▶ _Brief_
Continue the passage on classifying cell samples with a support vector machine, picking up after its final sentence.

▶ _Given passage_
.....
Classifying Cell Samples (SVM)

Support Vector Machine (SVM) is a classification and regression technique that is particularly suitable for wide datasets. A wide dataset is one with a large number of predictors, such as might be encountered in the field of bioinformatics (the application of information technology to biochemical and biological data).

A medical researcher has obtained a dataset containing characteristics of a number of human cell samples extracted from patients who were believed to be at risk of developing cancer. Analysis of the original data showed that many of the characteristics differed significantly between benign and malignant samples. The researcher wants to develop an SVM model that can use the values of these cell characteristics in samples from other patients to give an early indication of whether their samples might be benign or malignant.

This example uses the stream named svm_cancer.str, available in the Demos folder under the streams subfolder. The data file is cell_samples.data. See the topic Demos Folder for more information.
.....
▶ _Listed entries_
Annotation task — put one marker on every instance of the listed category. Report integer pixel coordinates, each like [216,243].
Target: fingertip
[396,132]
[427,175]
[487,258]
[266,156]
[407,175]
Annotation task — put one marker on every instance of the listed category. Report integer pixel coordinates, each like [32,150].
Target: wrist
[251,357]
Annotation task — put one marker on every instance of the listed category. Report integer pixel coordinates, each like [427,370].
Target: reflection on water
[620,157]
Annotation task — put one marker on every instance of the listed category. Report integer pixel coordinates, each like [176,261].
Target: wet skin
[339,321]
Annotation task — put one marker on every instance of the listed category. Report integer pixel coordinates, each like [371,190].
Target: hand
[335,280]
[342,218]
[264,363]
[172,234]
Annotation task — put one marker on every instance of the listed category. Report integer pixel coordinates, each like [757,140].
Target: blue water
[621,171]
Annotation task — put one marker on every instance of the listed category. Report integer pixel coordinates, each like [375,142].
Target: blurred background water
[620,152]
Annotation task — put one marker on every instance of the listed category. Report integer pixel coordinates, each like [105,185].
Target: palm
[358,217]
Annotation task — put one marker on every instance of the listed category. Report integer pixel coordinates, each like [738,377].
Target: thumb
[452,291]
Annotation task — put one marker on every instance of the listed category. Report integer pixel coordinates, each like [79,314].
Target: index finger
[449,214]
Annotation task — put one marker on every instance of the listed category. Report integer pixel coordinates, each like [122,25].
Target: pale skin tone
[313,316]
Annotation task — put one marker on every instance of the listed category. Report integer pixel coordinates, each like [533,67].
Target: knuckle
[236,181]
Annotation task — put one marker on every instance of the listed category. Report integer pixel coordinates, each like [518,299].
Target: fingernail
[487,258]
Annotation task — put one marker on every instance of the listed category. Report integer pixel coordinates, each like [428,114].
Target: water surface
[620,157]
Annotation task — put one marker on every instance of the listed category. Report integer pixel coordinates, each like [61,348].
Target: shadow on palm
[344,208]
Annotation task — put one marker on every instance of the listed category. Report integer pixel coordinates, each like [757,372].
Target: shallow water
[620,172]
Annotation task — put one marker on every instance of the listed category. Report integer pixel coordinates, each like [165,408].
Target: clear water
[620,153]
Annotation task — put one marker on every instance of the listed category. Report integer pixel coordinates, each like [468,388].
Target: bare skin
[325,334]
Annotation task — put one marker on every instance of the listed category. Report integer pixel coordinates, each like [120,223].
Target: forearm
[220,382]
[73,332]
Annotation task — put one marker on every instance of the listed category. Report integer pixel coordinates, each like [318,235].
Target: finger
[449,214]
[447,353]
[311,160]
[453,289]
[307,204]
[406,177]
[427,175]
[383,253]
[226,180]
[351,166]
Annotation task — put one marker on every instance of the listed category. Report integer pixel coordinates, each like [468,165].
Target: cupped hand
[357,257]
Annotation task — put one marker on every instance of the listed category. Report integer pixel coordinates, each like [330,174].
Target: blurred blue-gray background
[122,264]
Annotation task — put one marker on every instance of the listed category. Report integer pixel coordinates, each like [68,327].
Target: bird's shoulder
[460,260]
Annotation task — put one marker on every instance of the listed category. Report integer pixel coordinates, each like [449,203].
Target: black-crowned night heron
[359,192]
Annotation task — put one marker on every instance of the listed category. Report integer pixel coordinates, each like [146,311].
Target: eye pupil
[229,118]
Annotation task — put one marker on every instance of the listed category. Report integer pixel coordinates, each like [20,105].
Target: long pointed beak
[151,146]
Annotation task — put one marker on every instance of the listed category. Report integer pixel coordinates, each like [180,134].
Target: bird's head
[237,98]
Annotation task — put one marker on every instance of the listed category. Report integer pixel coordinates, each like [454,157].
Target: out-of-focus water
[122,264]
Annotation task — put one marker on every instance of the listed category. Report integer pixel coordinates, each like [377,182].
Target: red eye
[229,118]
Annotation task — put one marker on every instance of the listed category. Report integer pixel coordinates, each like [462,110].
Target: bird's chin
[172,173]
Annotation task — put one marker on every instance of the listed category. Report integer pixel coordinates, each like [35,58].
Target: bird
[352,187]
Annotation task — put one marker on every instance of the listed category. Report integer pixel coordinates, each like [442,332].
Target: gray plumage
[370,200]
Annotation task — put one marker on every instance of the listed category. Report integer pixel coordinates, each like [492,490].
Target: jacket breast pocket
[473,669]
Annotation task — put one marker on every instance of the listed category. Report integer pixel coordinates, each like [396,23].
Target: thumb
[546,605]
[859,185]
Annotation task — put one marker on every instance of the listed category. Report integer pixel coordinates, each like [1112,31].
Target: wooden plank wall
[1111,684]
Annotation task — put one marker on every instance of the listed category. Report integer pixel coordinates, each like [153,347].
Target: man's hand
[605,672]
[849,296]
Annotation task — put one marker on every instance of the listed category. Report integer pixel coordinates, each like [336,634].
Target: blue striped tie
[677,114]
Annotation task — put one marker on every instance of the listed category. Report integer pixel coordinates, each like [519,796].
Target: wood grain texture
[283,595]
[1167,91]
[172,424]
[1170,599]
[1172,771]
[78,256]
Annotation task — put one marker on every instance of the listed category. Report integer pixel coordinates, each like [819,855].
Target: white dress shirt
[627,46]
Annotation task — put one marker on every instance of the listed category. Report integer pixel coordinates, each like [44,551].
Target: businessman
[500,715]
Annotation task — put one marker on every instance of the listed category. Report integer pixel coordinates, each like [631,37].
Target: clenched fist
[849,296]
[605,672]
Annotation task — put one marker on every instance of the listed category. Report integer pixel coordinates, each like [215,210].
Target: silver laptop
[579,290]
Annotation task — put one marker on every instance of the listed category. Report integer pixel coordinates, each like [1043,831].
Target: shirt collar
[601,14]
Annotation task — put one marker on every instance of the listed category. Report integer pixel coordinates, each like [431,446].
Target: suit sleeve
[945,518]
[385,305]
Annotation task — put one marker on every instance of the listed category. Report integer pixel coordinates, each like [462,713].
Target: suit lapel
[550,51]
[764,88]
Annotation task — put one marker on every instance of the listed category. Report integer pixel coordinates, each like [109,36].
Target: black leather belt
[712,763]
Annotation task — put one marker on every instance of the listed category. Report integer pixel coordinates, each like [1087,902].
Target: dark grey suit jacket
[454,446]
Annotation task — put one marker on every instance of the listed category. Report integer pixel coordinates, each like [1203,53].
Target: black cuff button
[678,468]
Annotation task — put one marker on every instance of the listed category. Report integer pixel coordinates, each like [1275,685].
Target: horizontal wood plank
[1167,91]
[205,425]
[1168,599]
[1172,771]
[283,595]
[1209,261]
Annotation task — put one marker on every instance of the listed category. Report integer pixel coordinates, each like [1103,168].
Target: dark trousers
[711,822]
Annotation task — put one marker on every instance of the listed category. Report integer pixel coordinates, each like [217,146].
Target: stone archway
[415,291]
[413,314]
.....
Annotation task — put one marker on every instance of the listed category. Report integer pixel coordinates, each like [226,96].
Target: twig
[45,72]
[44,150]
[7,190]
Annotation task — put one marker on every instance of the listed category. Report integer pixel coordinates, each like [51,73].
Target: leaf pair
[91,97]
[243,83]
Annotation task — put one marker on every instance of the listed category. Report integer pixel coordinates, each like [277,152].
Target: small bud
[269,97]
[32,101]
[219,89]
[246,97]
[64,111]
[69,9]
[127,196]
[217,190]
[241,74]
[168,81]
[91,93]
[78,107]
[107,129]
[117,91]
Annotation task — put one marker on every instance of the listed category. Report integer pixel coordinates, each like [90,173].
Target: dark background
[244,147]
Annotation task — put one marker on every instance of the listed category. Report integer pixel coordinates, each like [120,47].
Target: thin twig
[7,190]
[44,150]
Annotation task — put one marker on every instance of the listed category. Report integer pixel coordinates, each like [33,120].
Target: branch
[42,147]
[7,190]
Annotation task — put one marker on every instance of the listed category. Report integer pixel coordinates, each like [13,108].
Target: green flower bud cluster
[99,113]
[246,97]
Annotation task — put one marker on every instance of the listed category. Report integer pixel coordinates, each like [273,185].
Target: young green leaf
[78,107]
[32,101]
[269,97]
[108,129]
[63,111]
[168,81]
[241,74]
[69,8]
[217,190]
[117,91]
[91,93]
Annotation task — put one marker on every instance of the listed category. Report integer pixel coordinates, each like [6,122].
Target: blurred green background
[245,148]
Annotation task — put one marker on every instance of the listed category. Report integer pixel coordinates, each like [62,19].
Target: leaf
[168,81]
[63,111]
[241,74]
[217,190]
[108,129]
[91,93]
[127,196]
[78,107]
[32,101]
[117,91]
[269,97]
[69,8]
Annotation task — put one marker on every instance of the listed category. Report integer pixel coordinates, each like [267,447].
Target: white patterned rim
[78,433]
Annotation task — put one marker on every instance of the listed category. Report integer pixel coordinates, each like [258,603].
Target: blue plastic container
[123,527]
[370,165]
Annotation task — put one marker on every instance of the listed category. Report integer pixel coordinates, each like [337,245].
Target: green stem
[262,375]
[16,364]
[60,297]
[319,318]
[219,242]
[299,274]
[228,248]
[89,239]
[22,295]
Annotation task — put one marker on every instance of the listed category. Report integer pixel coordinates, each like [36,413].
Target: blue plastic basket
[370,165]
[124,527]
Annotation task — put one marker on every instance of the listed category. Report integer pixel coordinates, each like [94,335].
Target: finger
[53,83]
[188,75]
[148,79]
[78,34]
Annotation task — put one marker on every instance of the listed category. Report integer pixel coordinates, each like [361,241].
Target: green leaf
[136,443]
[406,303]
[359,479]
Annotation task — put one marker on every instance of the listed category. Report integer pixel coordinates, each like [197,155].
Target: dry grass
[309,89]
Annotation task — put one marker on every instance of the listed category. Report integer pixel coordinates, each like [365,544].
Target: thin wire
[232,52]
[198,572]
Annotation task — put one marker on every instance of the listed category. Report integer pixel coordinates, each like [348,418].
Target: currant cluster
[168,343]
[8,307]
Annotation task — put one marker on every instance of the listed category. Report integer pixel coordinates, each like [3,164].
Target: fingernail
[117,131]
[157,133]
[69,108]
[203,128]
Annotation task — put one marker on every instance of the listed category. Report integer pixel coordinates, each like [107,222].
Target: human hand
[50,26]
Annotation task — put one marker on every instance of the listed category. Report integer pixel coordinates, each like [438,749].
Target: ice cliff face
.....
▶ _Response box_
The example is based on a dataset that is publicly available from the UCI Machine Learning Repository . The dataset consists of several hundred human cell sample records, each of which contains the values of a set of cell characteristics. The fields in each record are:

Field name	Description
ID	Patient identifier
Clump	Clump thickness
UnifSize	Uniformity of cell size
UnifShape	Uniformity of cell shape
MargAdh	Marginal adhesion
SingEpiSize	Single epithelial cell size
BareNuc	Bare nuclei
BlandChrom	Bland chromatin
NormNucl	Normal nucleoli
Mit	Mitoses
Class	Benign or malignant

For the purposes of this example, we're using a dataset that has a relatively small number of predictors in each record.